(Bounding box annotation entries)
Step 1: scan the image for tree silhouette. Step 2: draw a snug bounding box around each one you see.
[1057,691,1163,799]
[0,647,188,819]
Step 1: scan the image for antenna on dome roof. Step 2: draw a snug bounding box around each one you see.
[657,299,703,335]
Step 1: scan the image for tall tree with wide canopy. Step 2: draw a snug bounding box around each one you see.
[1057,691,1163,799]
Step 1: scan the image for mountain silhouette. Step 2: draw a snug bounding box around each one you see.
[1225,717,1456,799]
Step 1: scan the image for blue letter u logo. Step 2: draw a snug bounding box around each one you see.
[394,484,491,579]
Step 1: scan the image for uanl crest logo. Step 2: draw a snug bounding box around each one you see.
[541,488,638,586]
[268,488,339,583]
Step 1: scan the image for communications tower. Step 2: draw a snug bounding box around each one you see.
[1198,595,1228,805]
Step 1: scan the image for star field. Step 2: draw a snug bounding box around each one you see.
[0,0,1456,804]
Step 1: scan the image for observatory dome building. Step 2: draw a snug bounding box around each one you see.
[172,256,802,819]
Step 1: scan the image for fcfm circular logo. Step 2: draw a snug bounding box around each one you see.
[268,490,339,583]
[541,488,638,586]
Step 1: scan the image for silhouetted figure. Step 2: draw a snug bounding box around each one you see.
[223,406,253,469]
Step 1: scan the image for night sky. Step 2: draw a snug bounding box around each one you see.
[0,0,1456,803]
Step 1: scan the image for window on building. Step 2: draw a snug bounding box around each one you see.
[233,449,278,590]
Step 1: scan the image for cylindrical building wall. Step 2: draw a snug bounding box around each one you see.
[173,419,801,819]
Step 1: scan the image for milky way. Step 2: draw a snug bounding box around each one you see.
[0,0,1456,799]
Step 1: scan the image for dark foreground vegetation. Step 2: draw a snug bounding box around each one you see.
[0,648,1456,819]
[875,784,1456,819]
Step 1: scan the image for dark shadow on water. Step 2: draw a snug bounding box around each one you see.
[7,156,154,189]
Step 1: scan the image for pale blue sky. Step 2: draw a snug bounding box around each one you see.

| What the exercise asks |
Quote all the items above word for word, keeping them in the same order.

| Exercise answer |
Step 1: scan the image for tree silhouette. Step 2: draw a snug bounding box around each one you see.
[1057,691,1163,799]
[0,647,188,819]
Step 1: scan the image for antenna on dome roof. Step 2: draw a snug bounding box around each one you see.
[657,299,703,335]
Step 1: scan the image for tall tree with wide canopy. Step 2: draw a snug bounding box around each one you see.
[1057,691,1163,799]
Step 1: scan the image for mountain silhouette. Step 2: draw a snug bounding box around each one you see.
[1225,717,1456,799]
Step 1: scan the image for blue letter u logo. Step 2: draw a snug bounding box around each one you see.
[394,484,491,579]
Step 1: scan the image for uanl crest logo. Step 2: draw a snug bounding box around each one you see.
[541,488,638,586]
[268,488,339,583]
Step 1: scan the image for communications tower. Step 2: draw a snug bounding box around each one you see.
[1198,595,1228,805]
Step 1: scan the image for star field. Step 2: draw a snug bounding box around each one you see.
[0,0,1456,804]
Step 1: scan the image for observatory dome building. Step 2: draw a snug bounding box around each one you see.
[172,256,802,819]
Step 1: scan the image for fcfm circular logo. Step 2: draw a snug bounding box around each one you see.
[268,490,339,583]
[541,488,638,586]
Step 1: scan the image for silhouetted figure. Step 2: draw a snug bounding box around each one you see.
[223,406,253,469]
Step 1: scan the image for night sky. Step 2: draw a snug bounding box around each one you see.
[0,0,1456,803]
Step 1: scan the image for window on building. Step 2: draw a snug bounding box around each one you see.
[233,449,278,590]
Step 1: scan the image for cylindrical building wall. Step 2: draw a snug bounding box around each one you see.
[173,419,801,819]
Step 1: scan the image for milky way. Step 2: draw a snug bounding box around each one you see.
[0,0,1456,799]
Step 1: scan the image for dark foreground vegetation. Step 2: draw a snug bounding box around each one you see.
[0,648,1456,819]
[875,784,1456,819]
Step 1: scan the image for dark shadow on water. Step 2: draw a snug bounding box around each one you see.
[7,156,154,189]
Step 1: scan the image for pale blue sky. Step 2: draw a snug bounding box around each one you see.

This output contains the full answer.